%%

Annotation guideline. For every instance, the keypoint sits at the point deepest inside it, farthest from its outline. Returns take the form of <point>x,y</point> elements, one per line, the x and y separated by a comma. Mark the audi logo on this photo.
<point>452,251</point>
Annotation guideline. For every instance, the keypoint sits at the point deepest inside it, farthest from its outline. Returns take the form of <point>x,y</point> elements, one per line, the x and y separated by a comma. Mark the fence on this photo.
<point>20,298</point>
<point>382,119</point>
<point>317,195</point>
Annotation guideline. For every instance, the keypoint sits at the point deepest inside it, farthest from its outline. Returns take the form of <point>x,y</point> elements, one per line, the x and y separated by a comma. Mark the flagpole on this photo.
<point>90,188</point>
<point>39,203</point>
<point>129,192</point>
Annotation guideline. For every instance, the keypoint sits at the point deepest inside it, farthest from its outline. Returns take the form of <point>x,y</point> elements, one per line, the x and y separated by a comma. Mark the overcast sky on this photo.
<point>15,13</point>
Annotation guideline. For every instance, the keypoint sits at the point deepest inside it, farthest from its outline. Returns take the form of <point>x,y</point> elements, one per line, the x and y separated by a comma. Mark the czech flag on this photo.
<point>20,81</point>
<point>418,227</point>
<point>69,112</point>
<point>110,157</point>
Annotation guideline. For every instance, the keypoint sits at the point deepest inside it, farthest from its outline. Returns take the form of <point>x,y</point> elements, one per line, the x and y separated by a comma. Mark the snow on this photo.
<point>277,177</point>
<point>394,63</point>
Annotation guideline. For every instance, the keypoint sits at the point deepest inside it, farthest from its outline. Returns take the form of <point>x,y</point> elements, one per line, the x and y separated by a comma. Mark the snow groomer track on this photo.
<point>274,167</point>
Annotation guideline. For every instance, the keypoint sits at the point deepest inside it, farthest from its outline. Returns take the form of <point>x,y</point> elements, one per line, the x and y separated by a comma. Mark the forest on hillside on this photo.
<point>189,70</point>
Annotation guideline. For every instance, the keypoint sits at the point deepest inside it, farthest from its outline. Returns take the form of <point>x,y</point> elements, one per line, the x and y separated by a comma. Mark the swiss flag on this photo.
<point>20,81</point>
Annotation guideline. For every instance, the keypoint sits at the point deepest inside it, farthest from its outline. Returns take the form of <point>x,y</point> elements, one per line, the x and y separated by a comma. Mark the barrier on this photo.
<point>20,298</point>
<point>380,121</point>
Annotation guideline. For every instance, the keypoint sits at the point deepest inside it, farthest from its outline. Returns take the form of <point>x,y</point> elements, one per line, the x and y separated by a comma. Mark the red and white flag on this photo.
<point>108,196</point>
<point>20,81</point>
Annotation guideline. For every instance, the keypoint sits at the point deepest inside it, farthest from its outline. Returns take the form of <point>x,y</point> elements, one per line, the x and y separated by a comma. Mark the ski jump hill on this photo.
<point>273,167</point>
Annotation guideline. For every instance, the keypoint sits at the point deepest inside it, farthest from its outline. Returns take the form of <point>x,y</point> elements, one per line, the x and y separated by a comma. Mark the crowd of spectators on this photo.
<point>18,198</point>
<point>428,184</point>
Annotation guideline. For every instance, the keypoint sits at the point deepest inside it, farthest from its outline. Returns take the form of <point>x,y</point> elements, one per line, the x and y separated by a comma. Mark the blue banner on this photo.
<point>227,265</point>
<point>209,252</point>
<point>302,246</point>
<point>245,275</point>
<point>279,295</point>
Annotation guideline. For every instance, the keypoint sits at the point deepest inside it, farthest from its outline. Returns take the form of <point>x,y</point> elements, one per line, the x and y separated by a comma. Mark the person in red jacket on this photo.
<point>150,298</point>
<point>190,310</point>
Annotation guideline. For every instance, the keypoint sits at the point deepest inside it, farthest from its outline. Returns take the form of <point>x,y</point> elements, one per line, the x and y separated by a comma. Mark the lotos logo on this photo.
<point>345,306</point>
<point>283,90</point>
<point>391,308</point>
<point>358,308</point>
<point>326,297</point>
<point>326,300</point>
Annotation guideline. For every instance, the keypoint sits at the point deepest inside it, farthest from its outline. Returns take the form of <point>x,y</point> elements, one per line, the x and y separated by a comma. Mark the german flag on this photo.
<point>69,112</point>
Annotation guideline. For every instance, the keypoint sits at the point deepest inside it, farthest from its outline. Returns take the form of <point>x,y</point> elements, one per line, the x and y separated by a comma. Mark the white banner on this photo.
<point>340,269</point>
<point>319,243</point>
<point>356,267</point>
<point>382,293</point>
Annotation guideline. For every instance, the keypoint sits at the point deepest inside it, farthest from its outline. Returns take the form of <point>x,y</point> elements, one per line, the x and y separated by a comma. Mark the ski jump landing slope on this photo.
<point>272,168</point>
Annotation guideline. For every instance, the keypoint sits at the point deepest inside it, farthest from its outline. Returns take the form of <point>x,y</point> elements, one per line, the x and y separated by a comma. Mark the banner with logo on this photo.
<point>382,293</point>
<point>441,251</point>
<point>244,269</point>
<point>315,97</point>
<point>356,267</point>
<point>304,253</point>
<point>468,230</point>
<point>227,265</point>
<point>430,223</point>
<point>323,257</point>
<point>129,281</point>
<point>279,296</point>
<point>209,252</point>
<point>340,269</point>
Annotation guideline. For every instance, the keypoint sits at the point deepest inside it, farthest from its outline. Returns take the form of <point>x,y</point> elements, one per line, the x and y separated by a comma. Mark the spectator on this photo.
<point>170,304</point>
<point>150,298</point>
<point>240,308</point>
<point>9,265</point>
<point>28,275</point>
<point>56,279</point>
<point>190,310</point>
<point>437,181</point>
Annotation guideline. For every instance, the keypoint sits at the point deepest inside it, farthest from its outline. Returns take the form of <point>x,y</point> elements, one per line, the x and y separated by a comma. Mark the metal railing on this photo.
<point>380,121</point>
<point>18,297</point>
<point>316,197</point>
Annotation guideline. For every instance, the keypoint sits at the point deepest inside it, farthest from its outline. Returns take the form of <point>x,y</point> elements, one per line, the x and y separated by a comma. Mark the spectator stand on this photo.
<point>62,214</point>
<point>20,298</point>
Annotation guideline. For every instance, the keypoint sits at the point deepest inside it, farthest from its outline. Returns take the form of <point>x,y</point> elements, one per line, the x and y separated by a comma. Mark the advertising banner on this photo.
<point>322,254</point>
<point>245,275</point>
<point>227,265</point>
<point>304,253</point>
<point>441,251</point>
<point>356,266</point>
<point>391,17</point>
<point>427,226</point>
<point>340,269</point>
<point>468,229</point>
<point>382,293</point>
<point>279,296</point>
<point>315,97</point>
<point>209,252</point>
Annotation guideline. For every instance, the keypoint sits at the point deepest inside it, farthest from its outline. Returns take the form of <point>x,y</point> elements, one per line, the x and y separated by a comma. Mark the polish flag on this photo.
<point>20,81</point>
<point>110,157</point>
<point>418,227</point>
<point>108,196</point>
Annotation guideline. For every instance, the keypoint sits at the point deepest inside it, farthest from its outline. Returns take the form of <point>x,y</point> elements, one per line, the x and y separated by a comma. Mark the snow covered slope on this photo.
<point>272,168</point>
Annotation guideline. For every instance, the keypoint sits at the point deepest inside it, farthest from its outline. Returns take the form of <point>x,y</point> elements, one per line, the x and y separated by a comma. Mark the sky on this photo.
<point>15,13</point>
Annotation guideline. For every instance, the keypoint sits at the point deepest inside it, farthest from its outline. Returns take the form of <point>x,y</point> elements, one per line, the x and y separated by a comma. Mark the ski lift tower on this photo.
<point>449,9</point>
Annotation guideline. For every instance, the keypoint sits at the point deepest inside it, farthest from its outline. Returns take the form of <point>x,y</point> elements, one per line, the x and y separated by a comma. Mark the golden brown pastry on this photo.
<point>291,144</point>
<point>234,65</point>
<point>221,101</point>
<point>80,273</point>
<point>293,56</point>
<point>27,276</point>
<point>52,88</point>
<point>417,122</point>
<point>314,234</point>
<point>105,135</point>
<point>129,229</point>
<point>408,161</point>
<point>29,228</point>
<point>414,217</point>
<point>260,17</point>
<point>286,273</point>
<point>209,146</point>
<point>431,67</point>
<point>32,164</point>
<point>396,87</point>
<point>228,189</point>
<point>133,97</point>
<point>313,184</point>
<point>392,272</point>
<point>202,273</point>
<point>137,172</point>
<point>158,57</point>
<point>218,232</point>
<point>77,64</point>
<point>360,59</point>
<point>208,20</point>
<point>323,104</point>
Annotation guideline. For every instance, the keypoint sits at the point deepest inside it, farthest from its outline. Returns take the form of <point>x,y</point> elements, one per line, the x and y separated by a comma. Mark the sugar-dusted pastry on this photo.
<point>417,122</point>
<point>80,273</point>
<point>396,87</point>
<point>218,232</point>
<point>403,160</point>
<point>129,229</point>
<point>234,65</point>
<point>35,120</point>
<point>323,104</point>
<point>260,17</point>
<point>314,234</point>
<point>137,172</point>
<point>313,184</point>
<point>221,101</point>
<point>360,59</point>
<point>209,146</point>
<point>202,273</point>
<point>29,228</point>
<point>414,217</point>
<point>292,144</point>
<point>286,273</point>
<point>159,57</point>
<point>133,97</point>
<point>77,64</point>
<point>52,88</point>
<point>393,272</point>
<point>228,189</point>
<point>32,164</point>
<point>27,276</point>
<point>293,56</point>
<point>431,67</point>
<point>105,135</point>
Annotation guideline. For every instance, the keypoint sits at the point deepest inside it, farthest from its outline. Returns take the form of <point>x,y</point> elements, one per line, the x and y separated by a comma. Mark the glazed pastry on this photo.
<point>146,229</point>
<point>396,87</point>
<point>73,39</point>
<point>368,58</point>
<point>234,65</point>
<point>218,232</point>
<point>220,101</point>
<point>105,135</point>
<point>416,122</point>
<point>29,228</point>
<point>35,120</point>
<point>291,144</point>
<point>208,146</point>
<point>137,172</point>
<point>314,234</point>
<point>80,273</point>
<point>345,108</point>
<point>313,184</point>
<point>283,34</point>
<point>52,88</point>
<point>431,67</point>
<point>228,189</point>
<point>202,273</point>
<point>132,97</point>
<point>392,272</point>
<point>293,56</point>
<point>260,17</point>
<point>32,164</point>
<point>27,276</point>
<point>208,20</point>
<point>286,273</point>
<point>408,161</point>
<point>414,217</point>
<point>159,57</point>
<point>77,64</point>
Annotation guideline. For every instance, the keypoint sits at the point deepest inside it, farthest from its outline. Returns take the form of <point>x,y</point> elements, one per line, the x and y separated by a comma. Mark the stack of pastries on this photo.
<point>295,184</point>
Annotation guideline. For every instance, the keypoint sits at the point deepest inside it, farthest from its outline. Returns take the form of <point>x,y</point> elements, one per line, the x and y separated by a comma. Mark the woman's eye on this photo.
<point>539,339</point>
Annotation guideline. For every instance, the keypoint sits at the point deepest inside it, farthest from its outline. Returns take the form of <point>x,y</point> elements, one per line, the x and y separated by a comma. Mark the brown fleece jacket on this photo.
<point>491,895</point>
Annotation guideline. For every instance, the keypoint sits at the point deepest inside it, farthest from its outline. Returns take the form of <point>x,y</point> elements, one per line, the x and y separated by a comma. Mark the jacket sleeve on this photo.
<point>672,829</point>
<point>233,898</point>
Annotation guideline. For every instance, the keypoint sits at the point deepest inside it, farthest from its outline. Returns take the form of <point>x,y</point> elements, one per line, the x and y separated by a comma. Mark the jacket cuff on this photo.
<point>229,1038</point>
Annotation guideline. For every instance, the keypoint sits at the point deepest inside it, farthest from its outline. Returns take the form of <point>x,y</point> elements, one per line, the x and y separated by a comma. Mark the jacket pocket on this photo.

%%

*What you need to do*: Leave out every line before the one containing "sleeve on this photo.". Transcribe that line and all lines after it through the end of the data above, exactly.

*Solution for this problem*:
Annotation guideline. For every instance, the keypoint sits at the point deepest inside it, farthest from its outline. Returns take the form of <point>x,y</point> elements, one per line, the x and y separated by a comma. Mark the jacket sleeve on this photo.
<point>672,829</point>
<point>233,898</point>
Annotation guideline. For every instance, the keypoint sits at the point deepest inside it, farthest from its outline. Returns take the form of <point>x,y</point> elements, one per line, the x and y separated by a comma. Mark the jacket cuff on this photo.
<point>229,1038</point>
Annotation guideline. For every instance, the keypoint sits at the point deepest inside it, farthest from its outline. Returns take the form of <point>x,y</point> elements, one per line, the x and y separated by a comma. Mark the jacket pocket on this photo.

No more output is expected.